REQUIREMENTS:
All of the material below is to be restated word for word, apart from the pictures.

RECORDS FOR THE TASK:
++++
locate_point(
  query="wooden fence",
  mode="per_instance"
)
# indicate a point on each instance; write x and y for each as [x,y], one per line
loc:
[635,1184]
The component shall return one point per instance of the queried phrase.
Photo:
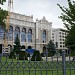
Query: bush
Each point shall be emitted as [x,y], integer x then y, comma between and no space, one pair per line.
[22,55]
[36,56]
[12,55]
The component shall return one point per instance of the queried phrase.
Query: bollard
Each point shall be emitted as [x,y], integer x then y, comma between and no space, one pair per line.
[63,62]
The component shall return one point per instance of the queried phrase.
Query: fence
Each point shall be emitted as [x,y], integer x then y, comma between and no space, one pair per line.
[48,66]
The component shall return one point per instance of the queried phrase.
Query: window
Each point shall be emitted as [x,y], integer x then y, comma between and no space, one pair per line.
[29,35]
[44,36]
[23,35]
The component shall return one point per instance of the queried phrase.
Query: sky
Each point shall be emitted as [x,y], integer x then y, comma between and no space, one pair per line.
[40,8]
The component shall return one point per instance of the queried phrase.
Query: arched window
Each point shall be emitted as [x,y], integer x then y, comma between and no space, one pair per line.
[23,35]
[17,31]
[10,33]
[29,35]
[1,33]
[44,36]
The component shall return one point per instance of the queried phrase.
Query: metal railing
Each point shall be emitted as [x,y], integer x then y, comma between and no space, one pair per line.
[48,66]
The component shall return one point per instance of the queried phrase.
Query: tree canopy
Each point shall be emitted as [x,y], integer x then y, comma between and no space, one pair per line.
[68,18]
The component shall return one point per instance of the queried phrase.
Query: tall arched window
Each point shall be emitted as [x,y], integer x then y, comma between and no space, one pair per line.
[10,33]
[17,31]
[29,35]
[1,33]
[44,36]
[23,35]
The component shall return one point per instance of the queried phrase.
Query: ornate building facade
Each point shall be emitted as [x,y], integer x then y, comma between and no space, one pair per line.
[35,34]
++++
RESULT:
locate_point(
  query="wooden fence",
  mode="per_instance"
)
# indicate a point on each instance; write x and y for each as [x,y], one per line
loc:
[635,1184]
The component shall return one point per instance of the queried phrase.
Photo:
Query: bush
Each point shall be emitted as [x,y], integer x then y, comma between and no space, one pair per line.
[22,55]
[36,56]
[12,55]
The component shall return one point per instance of the queried phrase.
Query: bollard
Each point shall be emitted as [x,y], integer x then y, comma between and no space, one pair per line.
[63,62]
The component shall return one point per instance of the queried phrase.
Query: fence
Each point shall be emitted as [x,y], integer x then y, comma between and no space, one pair per line.
[48,66]
The component shall return one point per instance of the queried phrase.
Query: window
Each point shall be emitted as [x,y], integer x then y, comma between and no space, one pair per line.
[29,35]
[44,36]
[23,35]
The component shall return one point per instance of the queried phrase.
Query: sky
Each point shall be emitted as [x,y], integer x then y, comma between and no space, one pair per line.
[40,8]
The component shall return one point per instance of the queried phrase.
Query: arched window
Each point shall be emitted as [x,y], integer x then y, comma between and no space, one pair per line.
[23,35]
[17,31]
[10,33]
[29,35]
[1,33]
[44,36]
The component shall return one point per instance of the queried phrase.
Query: metal railing
Each point shall be emitted as [x,y], integer x then y, comma between and no space, one pair per line.
[48,66]
The component shall return one point per instance of the queried phrase.
Query: tree canopy
Each point shall be emitted as [x,y], integer x then y, comma between and no space, one pair per line.
[68,18]
The component shall return one point per instance of the queried phrase.
Query: tall arched window
Each point shall be emitted as [x,y], integer x then y, comma between and no space, one pair per line.
[10,33]
[17,31]
[29,35]
[1,33]
[44,36]
[23,35]
The component shall return one point per instance of the queried phrase.
Query: ornate building facade
Each point shall be emitted as [x,y], integer x then y, comma between and no space, one pair per line.
[35,34]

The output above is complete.